### GIVEN PASSAGE
○ ○ ○

After succeeding in passing two major legislative initiatives – the American rescue plan and the sweeping infrastructure bill – he has been stymied on his Build Back Better bill, which is so important in addressing the climate crisis and improving health care. But a trimmed-back version could still get the support of the grandstanding Senator Joe Manchin, who has thus far thwarted it.

But positive spinning aside, any cheery forecasts are brutally countered by realities that could see the U.S. plunge into darker depths. The virus is infecting people in such appalling numbers that hospitals are on the verge of being overrun, deepening the current calamity. This could rain down hell on the U.S. economy, which is soon to be hit by punitive higher interest rates to curb the cost of living increases.

There’s also the threat in the coming year of aggression by Russia and China, which could put the Biden administration in a bind. In the past, American consensus and unity could be forged with the threat of an external enemy, be it communism, terrorism or Saddam Hussein. A Russian invasion of Ukraine might turn Americans’ attention away from their own internal battles, but likely not enough to create a new sense of community.

Adding to the woes – and perhaps topping them all – is the potential for the country to take more steps toward the implosion of its democracy. That could come through a Republican victory in November’s midterm elections, thus strengthening the control of that party by Trumpian demagogues.

○ ○ ○

### DATA PROVIDED
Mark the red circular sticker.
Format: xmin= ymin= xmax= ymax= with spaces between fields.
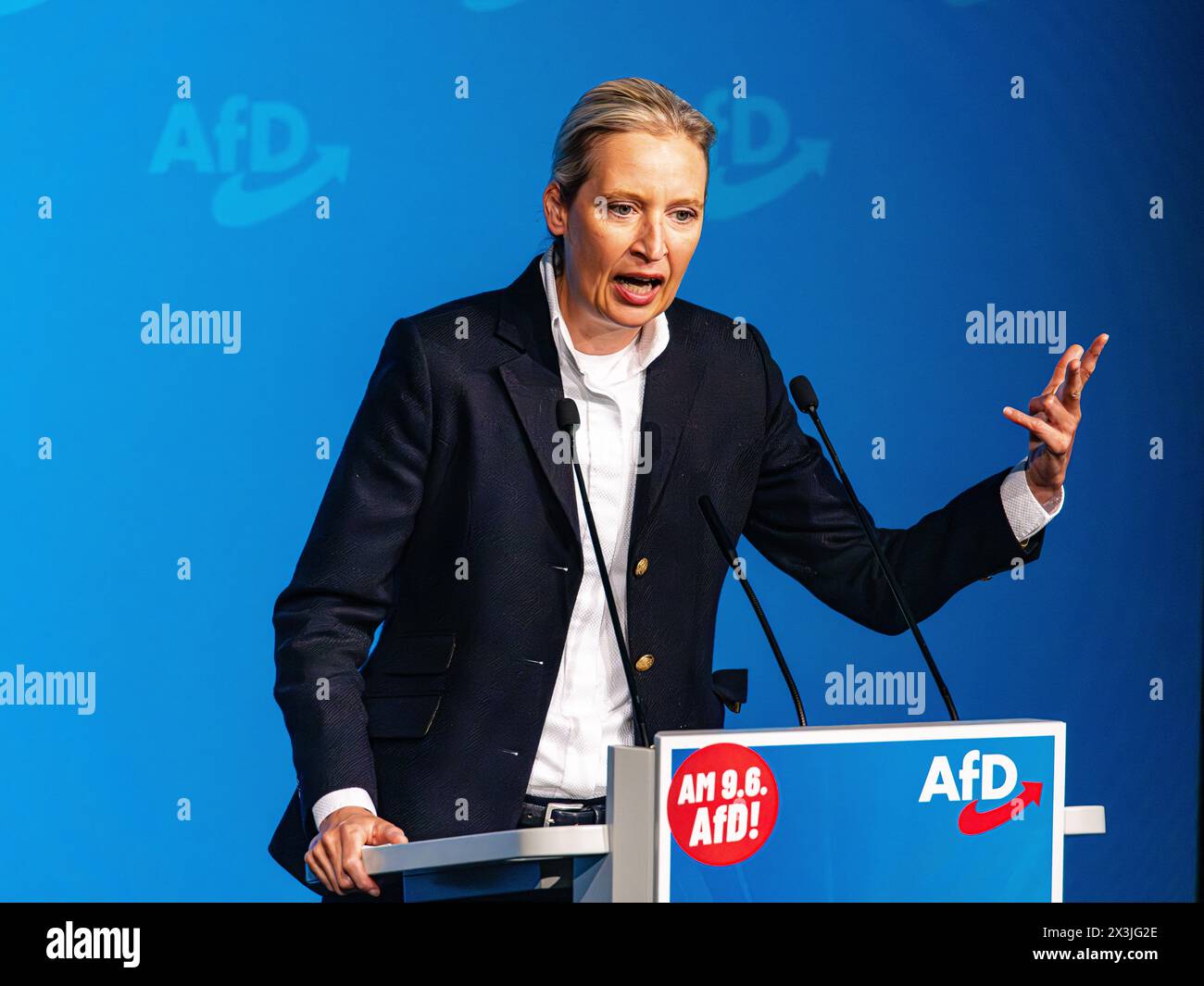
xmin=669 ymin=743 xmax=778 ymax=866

○ ○ ○

### EXERCISE A
In the passage on America's troubles ahead, which senator has so far blocked the Build Back Better bill?
### EXERCISE B
Write out the part of the passage on America's troubles ahead starting with "There’s also the" and going on through "by Trumpian demagogues.".

### EXERCISE ANSWER A
Senator Joe Manchin

### EXERCISE ANSWER B
There’s also the threat in the coming year of aggression by Russia and China, which could put the Biden administration in a bind. In the past, American consensus and unity could be forged with the threat of an external enemy, be it communism, terrorism or Saddam Hussein. A Russian invasion of Ukraine might turn Americans’ attention away from their own internal battles, but likely not enough to create a new sense of community.

Adding to the woes – and perhaps topping them all – is the potential for the country to take more steps toward the implosion of its democracy. That could come through a Republican victory in November’s midterm elections, thus strengthening the control of that party by Trumpian demagogues.